- **Aim**:
Rewrite the material below, replacing every "Indicate" with "Mark" and leaving everything else unchanged.

[Records of labeled points]
· · ·
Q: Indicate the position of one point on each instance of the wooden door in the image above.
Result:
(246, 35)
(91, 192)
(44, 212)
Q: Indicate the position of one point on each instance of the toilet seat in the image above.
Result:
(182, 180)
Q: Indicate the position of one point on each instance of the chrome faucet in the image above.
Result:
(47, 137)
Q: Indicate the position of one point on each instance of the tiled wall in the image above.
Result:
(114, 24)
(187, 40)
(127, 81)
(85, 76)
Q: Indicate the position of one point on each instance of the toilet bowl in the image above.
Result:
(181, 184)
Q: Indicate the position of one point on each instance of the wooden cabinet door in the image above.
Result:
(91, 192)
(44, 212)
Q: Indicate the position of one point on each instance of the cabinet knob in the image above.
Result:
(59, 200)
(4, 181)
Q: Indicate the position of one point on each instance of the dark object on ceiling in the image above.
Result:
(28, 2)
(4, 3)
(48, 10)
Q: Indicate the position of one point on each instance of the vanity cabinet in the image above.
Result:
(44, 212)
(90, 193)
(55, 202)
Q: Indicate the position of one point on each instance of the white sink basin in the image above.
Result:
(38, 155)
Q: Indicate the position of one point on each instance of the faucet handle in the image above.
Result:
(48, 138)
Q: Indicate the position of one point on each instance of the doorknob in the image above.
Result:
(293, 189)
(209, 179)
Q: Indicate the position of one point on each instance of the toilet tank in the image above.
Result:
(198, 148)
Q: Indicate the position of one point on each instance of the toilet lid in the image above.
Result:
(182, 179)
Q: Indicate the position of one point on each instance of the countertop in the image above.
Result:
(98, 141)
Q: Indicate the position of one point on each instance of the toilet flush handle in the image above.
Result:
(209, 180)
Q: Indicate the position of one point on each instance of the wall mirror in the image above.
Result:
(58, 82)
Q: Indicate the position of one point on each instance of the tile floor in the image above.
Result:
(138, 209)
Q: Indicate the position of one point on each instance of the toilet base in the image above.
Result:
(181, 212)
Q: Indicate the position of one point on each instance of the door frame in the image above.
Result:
· · ·
- **Answer below**:
Q: Mark the position of one point on each instance of the wooden door in the image above.
Result:
(246, 35)
(91, 192)
(44, 212)
Q: Mark the position of one point on each instance of the toilet seat in the image above.
Result:
(182, 180)
Q: Mark the position of one point on each instance of the chrome faucet in the image above.
Result:
(47, 137)
Q: Mark the position of one point on each instance of the tiled wall in the image above.
Result:
(114, 24)
(187, 40)
(127, 81)
(85, 76)
Q: Mark the position of one point on each instance of the toilet bowl in the image above.
Result:
(181, 184)
Q: Mark the position of one point on each instance of the wooden cabinet door in the image above.
Result:
(91, 192)
(44, 212)
Q: Mark the position of one point on each instance of the cabinet knob in the image above.
Result:
(59, 200)
(4, 181)
Q: Mark the position of one point on each instance of the dark object on ceiling in the image above.
Result:
(28, 2)
(4, 3)
(48, 10)
Q: Mark the position of one point on each instance of the vanity cabinet in the image above.
Result:
(44, 212)
(90, 193)
(55, 202)
Q: Mark the position of one point on each instance of the white sink basin in the image above.
Result:
(38, 155)
Q: Mark the position of one point on each instance of the faucet handle in the image above.
Result:
(48, 138)
Q: Mark the position of one point on each instance of the doorknob in the image above.
Result:
(293, 189)
(209, 179)
Q: Mark the position of one point on each instance of the toilet tank in the image above.
Result:
(198, 148)
Q: Mark the position of one point on each instance of the toilet lid in the image above.
Result:
(182, 179)
Q: Mark the position of one point on each instance of the countertop in the image above.
Result:
(98, 141)
Q: Mark the position of one point on each instance of the toilet flush handle in the image above.
Result:
(209, 180)
Q: Mark the position of one point on each instance of the wall mirror in the image above.
Result:
(58, 82)
Q: Mark the position of one point on each instance of the tile floor in the image above.
Result:
(138, 209)
Q: Mark the position of one point on each instance of the toilet base in the image above.
Result:
(181, 212)
Q: Mark the position of one point on each instance of the door frame in the image above.
Result:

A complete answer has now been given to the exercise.